— START Exercise material —

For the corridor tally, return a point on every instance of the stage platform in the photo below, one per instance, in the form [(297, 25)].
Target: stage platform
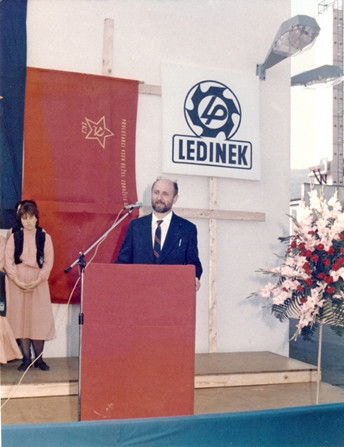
[(218, 370), (237, 382)]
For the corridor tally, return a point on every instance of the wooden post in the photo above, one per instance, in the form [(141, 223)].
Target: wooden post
[(212, 317), (107, 47)]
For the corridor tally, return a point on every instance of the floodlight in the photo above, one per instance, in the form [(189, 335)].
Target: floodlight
[(292, 37)]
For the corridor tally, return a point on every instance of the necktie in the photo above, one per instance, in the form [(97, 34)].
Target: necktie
[(157, 240)]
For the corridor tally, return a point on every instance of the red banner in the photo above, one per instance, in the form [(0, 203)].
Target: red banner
[(79, 164)]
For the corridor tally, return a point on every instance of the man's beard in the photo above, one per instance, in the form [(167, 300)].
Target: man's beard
[(161, 207)]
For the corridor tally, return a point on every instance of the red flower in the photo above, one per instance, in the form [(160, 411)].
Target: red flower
[(302, 246), (328, 279), (315, 258)]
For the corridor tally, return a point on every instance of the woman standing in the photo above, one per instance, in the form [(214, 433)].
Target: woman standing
[(29, 259)]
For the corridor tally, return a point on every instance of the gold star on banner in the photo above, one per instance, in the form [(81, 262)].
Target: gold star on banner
[(98, 131)]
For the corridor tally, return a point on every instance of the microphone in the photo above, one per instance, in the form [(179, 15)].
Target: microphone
[(134, 205)]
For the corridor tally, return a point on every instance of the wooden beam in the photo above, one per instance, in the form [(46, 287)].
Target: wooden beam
[(194, 213), (212, 300), (107, 47)]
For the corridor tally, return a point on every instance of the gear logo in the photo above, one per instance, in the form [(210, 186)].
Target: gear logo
[(212, 110)]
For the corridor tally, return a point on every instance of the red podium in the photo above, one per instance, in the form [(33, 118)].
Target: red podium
[(138, 341)]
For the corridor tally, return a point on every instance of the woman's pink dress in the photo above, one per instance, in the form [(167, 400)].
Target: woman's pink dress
[(30, 313), (8, 346)]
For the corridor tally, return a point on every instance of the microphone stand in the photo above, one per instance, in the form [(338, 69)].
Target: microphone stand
[(80, 260)]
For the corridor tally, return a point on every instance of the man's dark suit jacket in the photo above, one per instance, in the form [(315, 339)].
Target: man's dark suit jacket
[(180, 246)]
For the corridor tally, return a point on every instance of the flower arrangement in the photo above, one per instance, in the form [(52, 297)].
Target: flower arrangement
[(310, 284)]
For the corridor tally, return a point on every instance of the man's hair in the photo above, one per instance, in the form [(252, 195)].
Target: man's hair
[(174, 183)]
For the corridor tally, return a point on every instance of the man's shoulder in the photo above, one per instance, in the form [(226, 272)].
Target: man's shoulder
[(182, 221), (141, 220)]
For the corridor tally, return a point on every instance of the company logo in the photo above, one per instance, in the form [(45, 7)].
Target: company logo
[(213, 113)]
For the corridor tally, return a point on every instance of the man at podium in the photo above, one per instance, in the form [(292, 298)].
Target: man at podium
[(162, 237)]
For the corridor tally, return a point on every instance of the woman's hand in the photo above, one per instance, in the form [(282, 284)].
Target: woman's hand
[(27, 287), (32, 285), (20, 284)]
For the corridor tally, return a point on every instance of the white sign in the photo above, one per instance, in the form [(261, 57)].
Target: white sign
[(210, 122)]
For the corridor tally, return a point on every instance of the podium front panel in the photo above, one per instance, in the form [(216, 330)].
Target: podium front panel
[(138, 341)]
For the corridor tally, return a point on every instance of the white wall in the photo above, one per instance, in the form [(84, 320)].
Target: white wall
[(222, 34), (311, 108)]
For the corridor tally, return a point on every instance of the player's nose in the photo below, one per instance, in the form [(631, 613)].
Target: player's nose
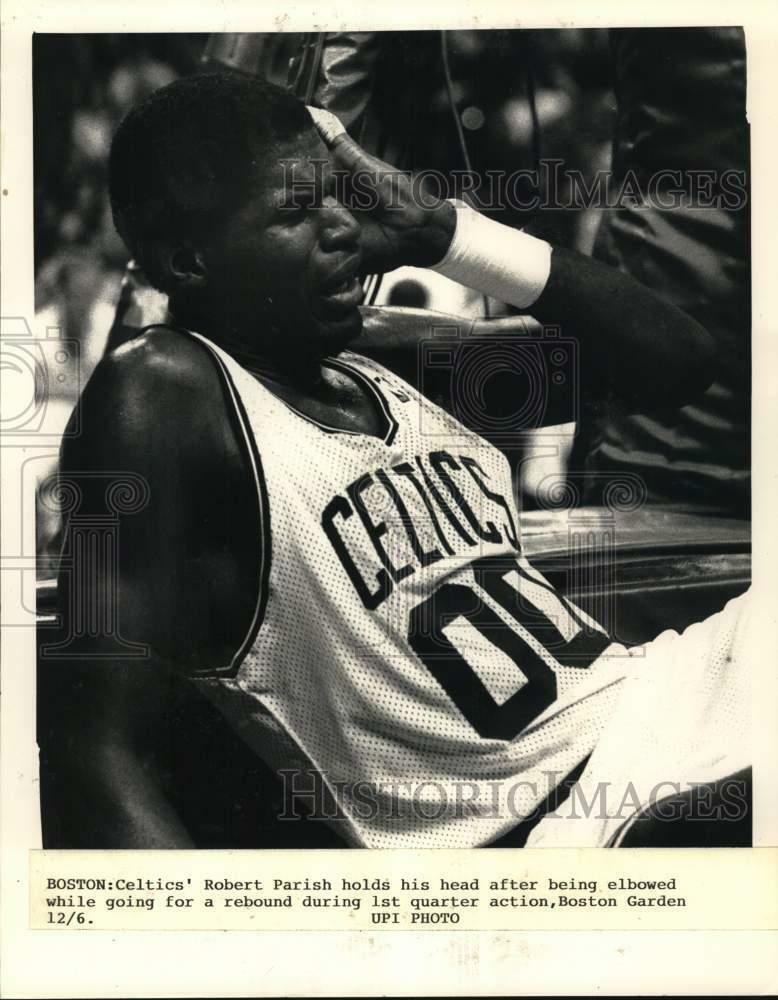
[(339, 228)]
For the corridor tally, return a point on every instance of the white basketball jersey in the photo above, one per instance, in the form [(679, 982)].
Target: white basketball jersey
[(405, 660)]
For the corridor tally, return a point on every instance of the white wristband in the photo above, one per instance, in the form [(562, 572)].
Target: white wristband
[(504, 263), (328, 125)]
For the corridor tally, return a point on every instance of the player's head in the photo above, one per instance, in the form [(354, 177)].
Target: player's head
[(221, 189)]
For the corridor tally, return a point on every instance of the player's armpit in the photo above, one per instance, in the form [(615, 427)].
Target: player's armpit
[(186, 555), (173, 593)]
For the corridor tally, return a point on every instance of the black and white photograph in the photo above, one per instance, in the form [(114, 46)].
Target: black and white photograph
[(380, 459), (403, 494)]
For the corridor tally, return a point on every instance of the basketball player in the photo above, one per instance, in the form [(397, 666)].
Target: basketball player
[(332, 558)]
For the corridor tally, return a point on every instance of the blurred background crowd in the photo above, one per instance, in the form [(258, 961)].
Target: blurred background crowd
[(488, 101)]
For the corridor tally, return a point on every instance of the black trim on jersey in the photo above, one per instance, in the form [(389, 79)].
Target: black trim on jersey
[(392, 425), (263, 511)]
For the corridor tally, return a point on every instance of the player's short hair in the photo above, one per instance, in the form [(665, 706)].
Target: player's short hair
[(182, 158)]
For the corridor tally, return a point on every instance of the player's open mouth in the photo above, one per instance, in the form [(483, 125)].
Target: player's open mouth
[(343, 296)]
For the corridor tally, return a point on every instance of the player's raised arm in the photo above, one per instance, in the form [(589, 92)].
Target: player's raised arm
[(634, 347), (177, 584)]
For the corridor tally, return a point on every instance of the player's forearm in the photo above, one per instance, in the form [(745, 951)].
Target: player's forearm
[(632, 344)]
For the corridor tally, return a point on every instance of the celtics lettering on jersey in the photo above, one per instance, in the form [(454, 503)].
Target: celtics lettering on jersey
[(401, 640), (428, 519)]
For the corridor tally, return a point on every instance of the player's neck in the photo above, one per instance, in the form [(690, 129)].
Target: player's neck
[(296, 375)]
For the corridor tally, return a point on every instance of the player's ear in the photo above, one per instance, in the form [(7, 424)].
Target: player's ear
[(186, 266)]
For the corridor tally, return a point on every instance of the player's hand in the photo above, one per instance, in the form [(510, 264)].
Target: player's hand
[(401, 221)]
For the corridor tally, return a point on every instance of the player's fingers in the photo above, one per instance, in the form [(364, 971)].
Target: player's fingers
[(328, 125), (348, 152)]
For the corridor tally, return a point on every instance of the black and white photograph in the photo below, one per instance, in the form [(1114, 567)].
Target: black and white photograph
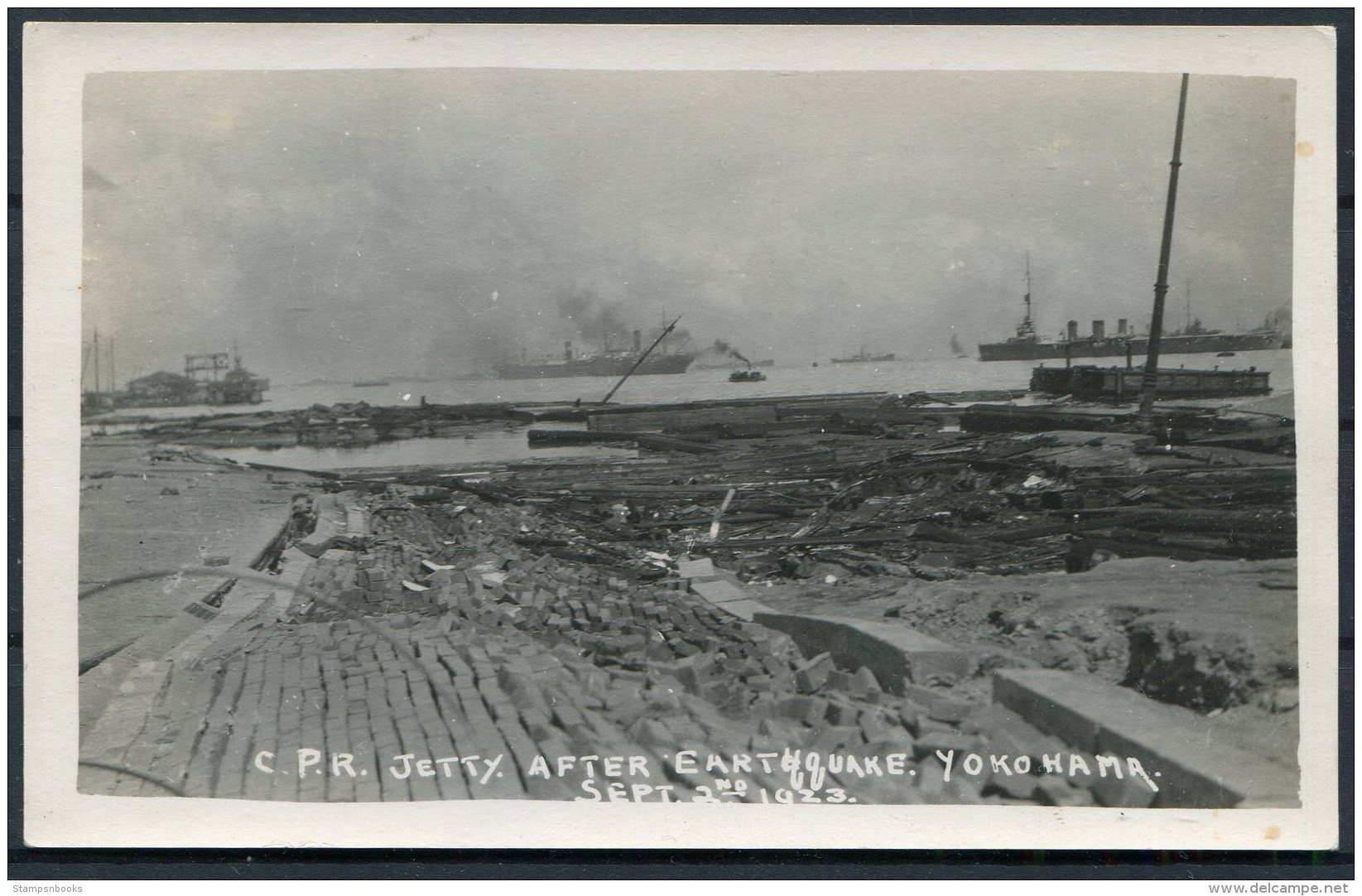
[(705, 436)]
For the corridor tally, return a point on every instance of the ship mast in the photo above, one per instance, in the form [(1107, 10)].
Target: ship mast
[(1161, 285), (1028, 329)]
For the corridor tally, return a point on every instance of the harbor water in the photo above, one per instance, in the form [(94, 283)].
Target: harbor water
[(926, 375)]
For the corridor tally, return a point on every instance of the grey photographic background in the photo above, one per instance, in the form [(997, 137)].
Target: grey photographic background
[(329, 221)]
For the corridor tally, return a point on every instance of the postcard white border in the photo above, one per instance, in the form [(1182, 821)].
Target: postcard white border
[(59, 55)]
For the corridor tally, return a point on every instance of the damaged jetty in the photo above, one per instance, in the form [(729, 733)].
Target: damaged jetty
[(870, 598)]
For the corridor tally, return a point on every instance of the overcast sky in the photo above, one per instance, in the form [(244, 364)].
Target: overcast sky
[(339, 224)]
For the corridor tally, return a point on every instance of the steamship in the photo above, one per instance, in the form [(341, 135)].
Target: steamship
[(1192, 340), (604, 364)]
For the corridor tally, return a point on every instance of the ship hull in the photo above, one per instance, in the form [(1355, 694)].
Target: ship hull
[(1206, 344), (878, 359), (595, 367)]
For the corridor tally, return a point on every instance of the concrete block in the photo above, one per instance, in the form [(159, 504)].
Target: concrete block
[(813, 674), (893, 653), (1196, 768), (701, 568), (718, 591)]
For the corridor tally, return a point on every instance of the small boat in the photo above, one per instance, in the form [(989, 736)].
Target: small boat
[(864, 357)]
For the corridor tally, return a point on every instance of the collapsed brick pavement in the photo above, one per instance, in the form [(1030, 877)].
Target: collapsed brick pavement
[(546, 677)]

— END Exercise material —

> _What is required_: Rewrite the stretch of data from the line containing "form [(1355, 694)]." through the end, switching "corridor tally" to "harbor count" and leaving everything else as it stands.

> _Written response_:
For the harbor count, return a point on every instance of the ship hull in the photo above, one per instance, in the form [(1355, 694)].
Target: ship hull
[(1206, 344), (878, 359), (595, 367)]
For the harbor count, return a point on every instance of the concrete block in the photo above, one per instance, in the form [(159, 504)].
Target: concrete block
[(813, 674), (893, 653), (1196, 768), (701, 568), (718, 591)]
For the harbor count, return a point on every instance of the small boat in the photo above, one per instance, in the form [(989, 736)].
Target: small boat
[(864, 357)]
For the harbor count, return a point on every instance of the collapsed brick pavement in the photo above, one per instance, in the form [(1030, 877)].
Target: collapsed brick pavement
[(546, 677)]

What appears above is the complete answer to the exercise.